**The task:**
From the line with "with locating large" through the final line below, restate each line word for word and return nothing else.

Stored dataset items
▽
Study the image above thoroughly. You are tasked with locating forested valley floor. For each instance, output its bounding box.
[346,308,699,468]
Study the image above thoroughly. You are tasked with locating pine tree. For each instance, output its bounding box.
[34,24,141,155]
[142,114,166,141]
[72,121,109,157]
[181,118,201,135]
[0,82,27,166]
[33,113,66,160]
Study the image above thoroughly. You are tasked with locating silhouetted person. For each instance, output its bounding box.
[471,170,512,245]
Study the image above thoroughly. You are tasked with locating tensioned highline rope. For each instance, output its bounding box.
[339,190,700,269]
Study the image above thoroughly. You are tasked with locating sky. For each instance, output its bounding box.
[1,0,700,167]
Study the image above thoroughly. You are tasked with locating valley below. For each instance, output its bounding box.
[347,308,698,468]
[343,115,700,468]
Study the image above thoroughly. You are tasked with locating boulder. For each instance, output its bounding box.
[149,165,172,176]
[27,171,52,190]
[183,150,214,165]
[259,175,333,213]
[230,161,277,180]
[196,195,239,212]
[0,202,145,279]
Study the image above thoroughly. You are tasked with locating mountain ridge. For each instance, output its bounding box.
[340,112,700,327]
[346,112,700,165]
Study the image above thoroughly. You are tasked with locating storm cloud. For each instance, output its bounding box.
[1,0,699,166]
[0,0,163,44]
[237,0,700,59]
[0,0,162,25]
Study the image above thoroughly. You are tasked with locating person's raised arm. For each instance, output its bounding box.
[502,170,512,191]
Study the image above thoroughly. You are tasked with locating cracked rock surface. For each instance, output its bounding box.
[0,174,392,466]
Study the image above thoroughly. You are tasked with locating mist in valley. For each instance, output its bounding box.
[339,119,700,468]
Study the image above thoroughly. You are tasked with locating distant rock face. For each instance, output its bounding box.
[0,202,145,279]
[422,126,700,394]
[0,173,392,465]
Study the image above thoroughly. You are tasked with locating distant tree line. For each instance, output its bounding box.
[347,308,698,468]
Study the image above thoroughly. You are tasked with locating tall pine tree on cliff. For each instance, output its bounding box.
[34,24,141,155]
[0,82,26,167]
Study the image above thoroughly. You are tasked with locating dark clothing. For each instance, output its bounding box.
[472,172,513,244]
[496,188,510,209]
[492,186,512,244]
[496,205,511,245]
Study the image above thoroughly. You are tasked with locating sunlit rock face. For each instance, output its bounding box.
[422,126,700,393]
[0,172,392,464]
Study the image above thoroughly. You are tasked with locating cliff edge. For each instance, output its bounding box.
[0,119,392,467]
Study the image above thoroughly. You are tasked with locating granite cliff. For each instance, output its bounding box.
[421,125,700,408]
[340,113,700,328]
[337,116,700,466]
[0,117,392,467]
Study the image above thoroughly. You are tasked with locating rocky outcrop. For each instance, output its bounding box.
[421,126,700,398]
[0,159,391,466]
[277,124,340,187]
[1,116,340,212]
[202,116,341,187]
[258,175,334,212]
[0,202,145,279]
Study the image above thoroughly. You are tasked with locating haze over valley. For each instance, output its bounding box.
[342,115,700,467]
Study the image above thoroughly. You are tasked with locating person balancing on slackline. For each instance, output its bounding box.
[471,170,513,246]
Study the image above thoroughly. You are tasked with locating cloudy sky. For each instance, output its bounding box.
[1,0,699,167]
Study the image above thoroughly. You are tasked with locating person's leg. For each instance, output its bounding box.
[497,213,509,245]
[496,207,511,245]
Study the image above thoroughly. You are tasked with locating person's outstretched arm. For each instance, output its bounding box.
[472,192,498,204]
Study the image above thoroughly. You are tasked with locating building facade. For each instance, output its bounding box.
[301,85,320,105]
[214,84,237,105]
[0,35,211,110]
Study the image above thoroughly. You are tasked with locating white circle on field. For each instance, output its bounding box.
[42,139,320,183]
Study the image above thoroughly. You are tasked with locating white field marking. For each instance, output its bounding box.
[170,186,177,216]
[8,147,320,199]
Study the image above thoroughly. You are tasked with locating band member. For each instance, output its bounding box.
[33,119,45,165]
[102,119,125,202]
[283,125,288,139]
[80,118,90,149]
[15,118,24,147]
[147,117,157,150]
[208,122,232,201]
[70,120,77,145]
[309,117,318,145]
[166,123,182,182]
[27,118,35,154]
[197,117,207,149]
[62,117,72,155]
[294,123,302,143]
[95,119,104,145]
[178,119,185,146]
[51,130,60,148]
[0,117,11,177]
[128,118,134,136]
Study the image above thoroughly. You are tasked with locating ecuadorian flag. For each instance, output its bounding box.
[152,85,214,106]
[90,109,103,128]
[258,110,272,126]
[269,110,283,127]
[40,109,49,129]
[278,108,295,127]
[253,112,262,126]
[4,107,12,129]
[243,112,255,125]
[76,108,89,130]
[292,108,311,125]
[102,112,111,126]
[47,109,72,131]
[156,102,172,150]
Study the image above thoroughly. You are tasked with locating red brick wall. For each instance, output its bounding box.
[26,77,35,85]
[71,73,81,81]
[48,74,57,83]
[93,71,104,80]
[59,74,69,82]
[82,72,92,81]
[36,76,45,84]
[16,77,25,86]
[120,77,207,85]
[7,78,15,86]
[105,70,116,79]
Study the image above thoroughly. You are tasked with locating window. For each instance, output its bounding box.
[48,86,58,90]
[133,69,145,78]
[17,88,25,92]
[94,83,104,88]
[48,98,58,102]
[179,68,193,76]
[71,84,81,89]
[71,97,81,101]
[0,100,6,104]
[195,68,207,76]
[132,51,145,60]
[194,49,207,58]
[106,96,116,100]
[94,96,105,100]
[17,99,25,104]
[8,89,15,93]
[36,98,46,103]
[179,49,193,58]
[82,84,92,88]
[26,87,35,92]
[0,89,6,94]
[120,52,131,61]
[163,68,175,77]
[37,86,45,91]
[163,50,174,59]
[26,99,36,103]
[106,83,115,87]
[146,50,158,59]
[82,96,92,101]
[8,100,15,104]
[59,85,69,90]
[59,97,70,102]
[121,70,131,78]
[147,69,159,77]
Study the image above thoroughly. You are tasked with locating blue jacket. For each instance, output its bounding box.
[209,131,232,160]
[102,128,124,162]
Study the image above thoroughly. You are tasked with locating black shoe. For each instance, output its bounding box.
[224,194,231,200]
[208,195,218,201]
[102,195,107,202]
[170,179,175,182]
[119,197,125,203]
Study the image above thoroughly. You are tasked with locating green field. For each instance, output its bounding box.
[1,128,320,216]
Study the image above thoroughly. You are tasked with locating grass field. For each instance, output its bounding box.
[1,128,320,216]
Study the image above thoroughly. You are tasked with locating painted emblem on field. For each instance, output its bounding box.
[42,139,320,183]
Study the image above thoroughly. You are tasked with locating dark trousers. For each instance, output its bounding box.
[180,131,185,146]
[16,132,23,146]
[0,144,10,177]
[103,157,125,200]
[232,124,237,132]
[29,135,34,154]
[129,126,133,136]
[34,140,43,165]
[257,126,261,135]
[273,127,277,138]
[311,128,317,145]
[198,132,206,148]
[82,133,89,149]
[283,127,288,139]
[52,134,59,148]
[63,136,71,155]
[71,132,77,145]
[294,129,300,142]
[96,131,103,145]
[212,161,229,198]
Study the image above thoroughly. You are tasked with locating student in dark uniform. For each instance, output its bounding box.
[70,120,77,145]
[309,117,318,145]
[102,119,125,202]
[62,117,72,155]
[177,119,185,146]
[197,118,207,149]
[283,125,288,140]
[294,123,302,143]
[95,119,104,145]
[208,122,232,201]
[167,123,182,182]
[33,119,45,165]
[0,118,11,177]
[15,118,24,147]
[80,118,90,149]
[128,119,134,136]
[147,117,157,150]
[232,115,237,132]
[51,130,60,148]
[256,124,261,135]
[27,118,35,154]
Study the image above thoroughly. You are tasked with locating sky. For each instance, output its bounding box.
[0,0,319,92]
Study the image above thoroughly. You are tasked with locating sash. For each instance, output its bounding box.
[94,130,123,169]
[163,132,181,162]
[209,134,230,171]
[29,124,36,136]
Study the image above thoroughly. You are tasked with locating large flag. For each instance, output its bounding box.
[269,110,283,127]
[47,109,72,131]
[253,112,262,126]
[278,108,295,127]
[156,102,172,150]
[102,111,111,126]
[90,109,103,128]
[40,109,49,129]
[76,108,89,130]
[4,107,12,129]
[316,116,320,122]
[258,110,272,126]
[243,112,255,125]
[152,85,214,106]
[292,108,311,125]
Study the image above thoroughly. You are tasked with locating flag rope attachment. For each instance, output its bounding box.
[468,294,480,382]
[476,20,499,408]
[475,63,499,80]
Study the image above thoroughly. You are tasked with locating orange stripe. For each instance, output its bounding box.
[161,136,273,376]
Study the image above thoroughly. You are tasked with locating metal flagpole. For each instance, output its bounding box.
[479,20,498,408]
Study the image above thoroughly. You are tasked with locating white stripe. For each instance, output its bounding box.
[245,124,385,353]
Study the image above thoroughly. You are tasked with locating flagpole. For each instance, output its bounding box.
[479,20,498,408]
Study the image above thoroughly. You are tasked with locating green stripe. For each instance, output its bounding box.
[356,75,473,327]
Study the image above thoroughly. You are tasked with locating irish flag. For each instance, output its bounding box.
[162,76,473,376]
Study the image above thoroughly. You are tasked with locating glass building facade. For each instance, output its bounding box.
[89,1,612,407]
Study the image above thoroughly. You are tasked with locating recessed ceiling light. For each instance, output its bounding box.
△
**Result below:**
Study the image above thoroughly. You are tasked with locating large flag. For each instance, output its bounding box.
[269,110,283,127]
[47,109,72,131]
[253,112,262,126]
[278,108,295,127]
[156,102,172,150]
[102,111,111,126]
[90,109,103,128]
[40,109,49,129]
[76,108,89,130]
[4,107,12,129]
[316,116,320,122]
[258,110,272,126]
[243,112,255,125]
[152,85,214,106]
[292,108,311,125]
Study the image above thoroughly. You are tasked with locating flag rope attachment. For each instance, output its bounding box.
[468,294,480,382]
[476,20,499,408]
[475,63,499,80]
Study the image above thoroughly. You are tasked with locating orange stripe. For each instance, output its bounding box.
[161,136,273,376]
Study the image above thoroughly. You are tasked with locating metal flagpole. For each instance, output its bounding box.
[479,20,498,408]
Study the image above thoroughly. You are tasked with locating white stripe. For each instance, output its bounding box.
[245,124,385,353]
Study the image above thoroughly. You are tasked with locating flagpole. For each instance, output its bounding box.
[479,20,498,408]
Study the image above thoroughly. You are tasked with locating green stripe. For each instance, output its bounding box.
[356,75,473,327]
Study the image above thoroughly. You are tasked with locating irish flag. For each instance, output its bounding box.
[162,76,473,376]
Study the image above thoroughly. You are tasked with locating glass building facade. For each instance, output its bounding box.
[89,1,612,407]
Study the image above thoroughly. You are tasked with locating recessed ceiling light. For each instance, output its bounding box.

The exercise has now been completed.